(Region pointing data)
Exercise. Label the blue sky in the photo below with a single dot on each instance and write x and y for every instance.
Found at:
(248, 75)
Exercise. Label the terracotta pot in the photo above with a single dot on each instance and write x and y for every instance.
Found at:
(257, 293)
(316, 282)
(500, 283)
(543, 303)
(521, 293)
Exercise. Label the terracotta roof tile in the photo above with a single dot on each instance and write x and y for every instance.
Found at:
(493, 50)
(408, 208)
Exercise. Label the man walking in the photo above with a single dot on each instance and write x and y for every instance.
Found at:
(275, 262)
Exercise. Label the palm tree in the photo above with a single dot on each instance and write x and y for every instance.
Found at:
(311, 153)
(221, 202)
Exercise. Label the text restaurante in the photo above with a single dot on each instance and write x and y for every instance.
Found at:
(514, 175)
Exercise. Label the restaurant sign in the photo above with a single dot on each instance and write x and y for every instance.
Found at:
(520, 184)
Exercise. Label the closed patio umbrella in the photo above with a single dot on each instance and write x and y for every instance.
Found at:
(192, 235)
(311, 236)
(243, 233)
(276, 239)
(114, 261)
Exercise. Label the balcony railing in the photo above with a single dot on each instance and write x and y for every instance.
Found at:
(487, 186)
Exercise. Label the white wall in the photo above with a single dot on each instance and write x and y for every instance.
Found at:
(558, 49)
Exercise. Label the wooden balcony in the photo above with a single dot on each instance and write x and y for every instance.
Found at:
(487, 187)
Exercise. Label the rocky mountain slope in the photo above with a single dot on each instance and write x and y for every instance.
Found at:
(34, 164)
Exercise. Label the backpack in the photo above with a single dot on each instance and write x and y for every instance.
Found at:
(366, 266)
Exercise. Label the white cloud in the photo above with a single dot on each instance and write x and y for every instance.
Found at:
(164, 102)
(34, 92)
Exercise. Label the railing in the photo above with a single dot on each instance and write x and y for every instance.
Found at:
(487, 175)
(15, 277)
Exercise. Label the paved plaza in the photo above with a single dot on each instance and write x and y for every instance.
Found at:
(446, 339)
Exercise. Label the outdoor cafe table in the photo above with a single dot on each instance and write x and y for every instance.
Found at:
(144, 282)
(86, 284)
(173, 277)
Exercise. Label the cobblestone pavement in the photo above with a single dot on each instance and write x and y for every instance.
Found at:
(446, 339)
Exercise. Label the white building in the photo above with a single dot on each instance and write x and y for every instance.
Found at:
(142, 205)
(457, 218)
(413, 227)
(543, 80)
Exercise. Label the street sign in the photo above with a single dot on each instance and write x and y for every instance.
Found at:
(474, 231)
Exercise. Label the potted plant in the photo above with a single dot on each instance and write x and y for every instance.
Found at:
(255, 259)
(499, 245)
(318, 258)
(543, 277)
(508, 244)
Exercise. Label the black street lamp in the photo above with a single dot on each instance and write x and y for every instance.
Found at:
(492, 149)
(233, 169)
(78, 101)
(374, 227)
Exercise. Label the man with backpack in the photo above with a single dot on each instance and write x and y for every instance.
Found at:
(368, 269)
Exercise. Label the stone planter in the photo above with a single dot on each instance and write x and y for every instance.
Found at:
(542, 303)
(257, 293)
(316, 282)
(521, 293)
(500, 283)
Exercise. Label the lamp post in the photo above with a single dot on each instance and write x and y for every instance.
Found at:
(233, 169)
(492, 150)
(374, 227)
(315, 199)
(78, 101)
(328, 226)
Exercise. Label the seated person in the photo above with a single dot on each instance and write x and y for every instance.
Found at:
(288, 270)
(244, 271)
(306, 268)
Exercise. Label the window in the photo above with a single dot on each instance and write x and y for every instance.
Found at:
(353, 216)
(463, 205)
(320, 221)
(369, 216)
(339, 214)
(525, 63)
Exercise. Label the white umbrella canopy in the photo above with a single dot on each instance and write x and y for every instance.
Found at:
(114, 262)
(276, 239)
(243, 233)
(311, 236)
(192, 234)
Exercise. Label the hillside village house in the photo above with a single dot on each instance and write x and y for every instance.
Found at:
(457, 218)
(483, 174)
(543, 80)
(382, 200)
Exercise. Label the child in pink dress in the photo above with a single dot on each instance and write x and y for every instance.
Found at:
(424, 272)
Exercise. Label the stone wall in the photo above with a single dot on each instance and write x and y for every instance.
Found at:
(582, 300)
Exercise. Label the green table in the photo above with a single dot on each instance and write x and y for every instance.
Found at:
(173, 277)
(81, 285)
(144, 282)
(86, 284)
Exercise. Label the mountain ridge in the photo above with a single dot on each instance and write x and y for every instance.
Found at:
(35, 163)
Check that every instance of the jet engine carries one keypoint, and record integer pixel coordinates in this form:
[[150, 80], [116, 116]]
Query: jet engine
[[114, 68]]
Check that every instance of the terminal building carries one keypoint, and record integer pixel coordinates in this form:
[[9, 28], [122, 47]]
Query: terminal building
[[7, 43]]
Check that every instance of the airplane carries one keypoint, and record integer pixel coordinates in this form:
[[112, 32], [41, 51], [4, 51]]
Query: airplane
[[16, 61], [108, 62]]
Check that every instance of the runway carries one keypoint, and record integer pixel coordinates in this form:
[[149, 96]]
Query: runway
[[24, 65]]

▶ Problem to solve:
An exact copy of every record is needed, so retype them all.

▶ Solution to this problem:
Exercise. Label the blue sky in the photo below with a single dot on each instance and write x and y for every instance.
Found at:
(248, 75)
Exercise. Label the terracotta pot in the photo above with a single dot on each instance and write x and y for every instance.
Found at:
(257, 293)
(316, 282)
(500, 283)
(543, 303)
(521, 293)
Exercise. Label the terracotta roof tile in the photo above with a single dot on each instance and write x and y for every instance.
Found at:
(493, 50)
(408, 208)
Exercise. Label the man walking in the photo above with a single dot on each instance and write x and y for every instance.
Found at:
(275, 262)
Exercise. Label the palm tree in the photo above with a single dot on each instance and write x and y for every instance.
Found at:
(311, 153)
(221, 202)
Exercise. Label the text restaurante in the photo above with a single dot on each instance and write x and y for every instance.
Found at:
(514, 175)
Exercise. Label the restaurant sign in the photo above with a single dot on each instance and write x and y for every instance.
Found at:
(520, 184)
Exercise. Label the closed patio umbrella in the photo above with a single dot on each instance and write x and y for every instance.
Found at:
(192, 235)
(311, 236)
(243, 233)
(276, 239)
(114, 261)
Exercise. Label the balcony railing in the photo above with a single dot on each instance and write x and y for every instance.
Found at:
(487, 186)
Exercise. Label the white wall in the photo above with a single dot on each instance and write x and y for every instance.
Found at:
(558, 49)
Exercise. Label the wooden balcony in the photo above with a single dot on each instance and write x and y for every instance.
Found at:
(487, 187)
Exercise. Label the rocky mountain slope in the photo above with a single dot on each instance and write x and y for every instance.
Found at:
(34, 164)
Exercise. Label the backpack in the photo above with a single dot on each instance and write x and y for every instance.
Found at:
(366, 266)
Exercise. Label the white cloud in the photo above with a single dot on each instance and write x and y for every instance.
Found at:
(164, 102)
(34, 92)
Exercise. Label the railing in the photo above with a single dot on each instance and write x and y for every instance.
Found at:
(487, 175)
(15, 277)
Exercise. Label the paved plaza in the photo above with a single dot on each instance and write x and y for every instance.
Found at:
(446, 339)
Exercise. Label the outdoor cafe table in the photo above with a single dot on each instance and write x and y for every instance.
Found at:
(144, 282)
(86, 284)
(173, 277)
Exercise. Label the cobblestone pavement in the photo above with a single dot on each instance and write x and y for every instance.
Found at:
(446, 339)
Exercise. Label the white building in the photo above with a single dot on each instance and write x and y for every instance.
Found at:
(142, 205)
(457, 218)
(413, 227)
(543, 80)
Exercise. Label the street sign in the photo above with a single dot on each instance and write x and y for every instance.
Found at:
(474, 231)
Exercise. Label the potted plant in the photo above with a single dot on each instance and write x and y for every instance.
Found at:
(255, 259)
(499, 245)
(318, 258)
(543, 277)
(508, 244)
Exercise. Label the black street lamp in the photo above with a single dot on each instance and write x and y for every instance.
Found at:
(492, 149)
(233, 169)
(78, 101)
(374, 227)
Exercise. Label the man with backpack in the photo above with a single dot on each instance and write x and y for every instance.
Found at:
(368, 269)
Exercise. Label the stone planter in the photo above with a single dot on each instance and write x and y for every instance.
Found at:
(542, 303)
(257, 293)
(316, 282)
(521, 293)
(500, 283)
Exercise. Label the lamp post in the photo above with a single dot on each instance and write x and y for every instance.
Found at:
(233, 169)
(492, 150)
(374, 227)
(315, 199)
(78, 101)
(328, 226)
Exercise. Label the seated person in the photo above with a single dot on each instance and write x and y for every instance.
Found at:
(288, 270)
(244, 271)
(306, 268)
Exercise. Label the window in the photo above with a single dot on each instance and write x and y for every instance.
Found at:
(353, 216)
(463, 205)
(320, 221)
(369, 216)
(339, 214)
(525, 63)
Exercise. Label the white umbrella canopy in the photo above with a single dot on each instance and write x and y for every instance.
Found at:
(114, 262)
(276, 239)
(243, 233)
(311, 236)
(192, 234)
Exercise. Label the hillside village house in the photo above with a single dot on each instance and write x and y for every instance.
Found at:
(457, 218)
(483, 174)
(543, 80)
(382, 200)
Exercise. Label the child in pink dress in the photo above with a single dot on each instance and write x and y for every instance.
Found at:
(424, 272)
Exercise. Label the stone wall in the photo above with a single dot on each instance and write x and y for every instance.
Found at:
(582, 300)
Exercise. Label the green table in the photo above with a single dot on each instance and write x and y for every instance.
Found at:
(173, 277)
(81, 285)
(144, 282)
(86, 284)
Exercise. Label the mountain ridge in the photo above with a single dot on each instance and write x and y for every instance.
Found at:
(35, 163)
Check that every instance of the jet engine carries one keypoint, and record integer pixel coordinates in this form:
[[150, 80], [116, 116]]
Query: jet engine
[[114, 68]]
Check that every instance of the terminal building carries one keypoint, and record integer pixel coordinates in this form:
[[9, 28], [122, 47]]
Query: terminal building
[[7, 43]]
Check that every instance of the airplane carries one keypoint, and record integer pixel coordinates in this form:
[[112, 32], [41, 51], [4, 51]]
Query: airplane
[[16, 61], [108, 62]]
Check that every instance of the runway carries one keypoint, and record integer pixel coordinates in this form:
[[149, 96]]
Query: runway
[[24, 65]]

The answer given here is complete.